Every line below that holds the string "target" should be copied.
----- Data under study
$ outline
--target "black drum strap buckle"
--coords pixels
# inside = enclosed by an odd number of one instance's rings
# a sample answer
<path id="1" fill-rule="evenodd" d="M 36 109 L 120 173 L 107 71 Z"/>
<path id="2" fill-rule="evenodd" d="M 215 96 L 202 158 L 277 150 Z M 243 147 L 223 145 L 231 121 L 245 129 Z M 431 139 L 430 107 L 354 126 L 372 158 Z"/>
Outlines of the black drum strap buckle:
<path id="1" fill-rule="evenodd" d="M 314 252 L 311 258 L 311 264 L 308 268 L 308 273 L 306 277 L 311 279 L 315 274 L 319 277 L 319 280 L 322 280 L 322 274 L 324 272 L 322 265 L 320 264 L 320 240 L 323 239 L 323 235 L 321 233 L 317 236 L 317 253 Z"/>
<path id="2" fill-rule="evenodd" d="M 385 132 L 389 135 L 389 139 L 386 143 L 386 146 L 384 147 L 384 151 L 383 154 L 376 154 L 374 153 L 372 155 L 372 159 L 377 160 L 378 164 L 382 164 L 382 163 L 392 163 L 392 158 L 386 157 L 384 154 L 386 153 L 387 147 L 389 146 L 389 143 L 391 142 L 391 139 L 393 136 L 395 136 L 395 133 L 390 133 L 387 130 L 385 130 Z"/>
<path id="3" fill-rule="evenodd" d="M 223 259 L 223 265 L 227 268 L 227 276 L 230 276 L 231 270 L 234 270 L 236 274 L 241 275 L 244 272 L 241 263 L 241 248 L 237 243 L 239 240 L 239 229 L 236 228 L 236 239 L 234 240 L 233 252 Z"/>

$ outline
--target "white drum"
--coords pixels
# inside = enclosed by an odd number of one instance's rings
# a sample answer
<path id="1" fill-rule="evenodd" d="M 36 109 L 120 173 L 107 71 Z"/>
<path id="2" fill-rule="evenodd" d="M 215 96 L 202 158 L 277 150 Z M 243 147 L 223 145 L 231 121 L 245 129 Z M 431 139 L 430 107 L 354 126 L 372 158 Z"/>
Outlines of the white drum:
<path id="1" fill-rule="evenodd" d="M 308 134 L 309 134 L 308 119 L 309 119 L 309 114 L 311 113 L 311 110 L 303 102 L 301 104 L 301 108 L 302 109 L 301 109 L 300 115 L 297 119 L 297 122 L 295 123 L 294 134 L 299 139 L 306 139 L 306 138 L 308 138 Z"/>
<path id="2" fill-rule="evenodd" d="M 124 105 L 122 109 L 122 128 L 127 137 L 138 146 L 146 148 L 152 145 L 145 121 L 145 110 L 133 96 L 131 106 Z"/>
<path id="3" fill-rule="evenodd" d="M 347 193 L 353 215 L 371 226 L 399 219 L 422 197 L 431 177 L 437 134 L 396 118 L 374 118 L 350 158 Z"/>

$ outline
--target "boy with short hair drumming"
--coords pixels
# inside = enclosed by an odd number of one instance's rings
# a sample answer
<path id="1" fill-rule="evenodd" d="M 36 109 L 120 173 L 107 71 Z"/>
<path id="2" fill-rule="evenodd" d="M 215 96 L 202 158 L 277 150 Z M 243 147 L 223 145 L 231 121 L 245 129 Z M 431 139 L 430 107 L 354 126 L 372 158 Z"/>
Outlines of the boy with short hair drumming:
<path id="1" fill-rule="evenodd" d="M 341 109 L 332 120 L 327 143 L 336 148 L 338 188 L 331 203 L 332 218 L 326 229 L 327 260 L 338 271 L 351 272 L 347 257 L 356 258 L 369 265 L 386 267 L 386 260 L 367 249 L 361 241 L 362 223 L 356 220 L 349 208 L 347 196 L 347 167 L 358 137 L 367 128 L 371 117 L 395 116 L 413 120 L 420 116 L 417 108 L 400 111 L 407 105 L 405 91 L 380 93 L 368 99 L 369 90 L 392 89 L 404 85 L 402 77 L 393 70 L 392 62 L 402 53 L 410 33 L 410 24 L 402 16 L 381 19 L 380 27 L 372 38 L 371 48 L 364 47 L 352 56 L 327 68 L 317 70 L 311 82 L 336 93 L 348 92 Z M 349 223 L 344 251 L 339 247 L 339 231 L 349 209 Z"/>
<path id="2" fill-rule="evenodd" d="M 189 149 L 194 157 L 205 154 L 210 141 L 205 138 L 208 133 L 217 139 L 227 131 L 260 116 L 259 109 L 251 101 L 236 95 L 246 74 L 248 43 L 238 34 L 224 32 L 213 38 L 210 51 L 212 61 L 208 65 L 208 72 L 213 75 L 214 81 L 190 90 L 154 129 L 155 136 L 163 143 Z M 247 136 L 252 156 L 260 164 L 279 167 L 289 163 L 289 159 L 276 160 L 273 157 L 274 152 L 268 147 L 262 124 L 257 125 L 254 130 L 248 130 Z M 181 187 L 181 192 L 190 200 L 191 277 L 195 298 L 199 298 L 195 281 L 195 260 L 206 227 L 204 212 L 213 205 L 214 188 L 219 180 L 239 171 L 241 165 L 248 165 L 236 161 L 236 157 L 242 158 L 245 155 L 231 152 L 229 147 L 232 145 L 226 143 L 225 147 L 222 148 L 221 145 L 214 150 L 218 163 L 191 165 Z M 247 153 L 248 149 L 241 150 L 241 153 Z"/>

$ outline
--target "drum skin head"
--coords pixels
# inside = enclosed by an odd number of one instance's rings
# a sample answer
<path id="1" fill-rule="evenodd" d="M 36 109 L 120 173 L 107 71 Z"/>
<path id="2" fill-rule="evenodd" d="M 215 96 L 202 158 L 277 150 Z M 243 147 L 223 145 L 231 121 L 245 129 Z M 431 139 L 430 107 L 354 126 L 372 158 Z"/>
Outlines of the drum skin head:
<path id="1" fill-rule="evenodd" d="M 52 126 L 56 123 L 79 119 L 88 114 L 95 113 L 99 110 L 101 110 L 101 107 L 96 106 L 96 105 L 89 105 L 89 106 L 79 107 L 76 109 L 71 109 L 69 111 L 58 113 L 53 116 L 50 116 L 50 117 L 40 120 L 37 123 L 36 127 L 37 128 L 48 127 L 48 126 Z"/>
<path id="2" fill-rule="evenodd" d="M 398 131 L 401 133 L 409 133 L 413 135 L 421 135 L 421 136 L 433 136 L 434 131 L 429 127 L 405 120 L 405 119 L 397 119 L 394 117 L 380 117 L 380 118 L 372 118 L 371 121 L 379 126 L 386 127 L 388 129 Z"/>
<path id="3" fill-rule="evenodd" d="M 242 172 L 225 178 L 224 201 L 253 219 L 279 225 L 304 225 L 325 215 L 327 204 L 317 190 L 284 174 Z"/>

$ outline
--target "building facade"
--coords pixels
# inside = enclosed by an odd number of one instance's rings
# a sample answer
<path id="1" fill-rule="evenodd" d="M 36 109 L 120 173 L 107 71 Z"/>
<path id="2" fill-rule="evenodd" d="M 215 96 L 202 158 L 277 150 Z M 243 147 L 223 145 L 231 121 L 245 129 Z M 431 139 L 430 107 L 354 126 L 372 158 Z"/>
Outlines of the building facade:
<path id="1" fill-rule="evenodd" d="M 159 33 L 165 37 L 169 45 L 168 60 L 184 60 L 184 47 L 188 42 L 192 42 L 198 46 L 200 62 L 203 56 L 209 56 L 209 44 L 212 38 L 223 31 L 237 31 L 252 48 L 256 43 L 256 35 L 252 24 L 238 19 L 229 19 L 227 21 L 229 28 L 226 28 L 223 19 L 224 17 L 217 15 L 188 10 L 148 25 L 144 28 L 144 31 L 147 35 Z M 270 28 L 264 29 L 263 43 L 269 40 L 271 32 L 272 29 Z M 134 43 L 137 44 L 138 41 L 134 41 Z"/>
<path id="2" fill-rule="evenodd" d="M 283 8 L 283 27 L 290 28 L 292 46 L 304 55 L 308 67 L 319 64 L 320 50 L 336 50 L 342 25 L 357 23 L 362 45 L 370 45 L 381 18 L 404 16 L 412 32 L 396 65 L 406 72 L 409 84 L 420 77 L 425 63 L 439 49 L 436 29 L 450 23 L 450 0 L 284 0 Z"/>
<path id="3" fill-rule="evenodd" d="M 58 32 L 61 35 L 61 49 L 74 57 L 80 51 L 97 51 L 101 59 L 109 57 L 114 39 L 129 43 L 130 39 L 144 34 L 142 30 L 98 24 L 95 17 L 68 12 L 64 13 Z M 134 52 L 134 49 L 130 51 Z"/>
----------
▶ **Answer section**
--target "black drum strap buckle"
--target "white drum"
--target "boy with short hair drumming"
--target "drum skin head"
--target "building facade"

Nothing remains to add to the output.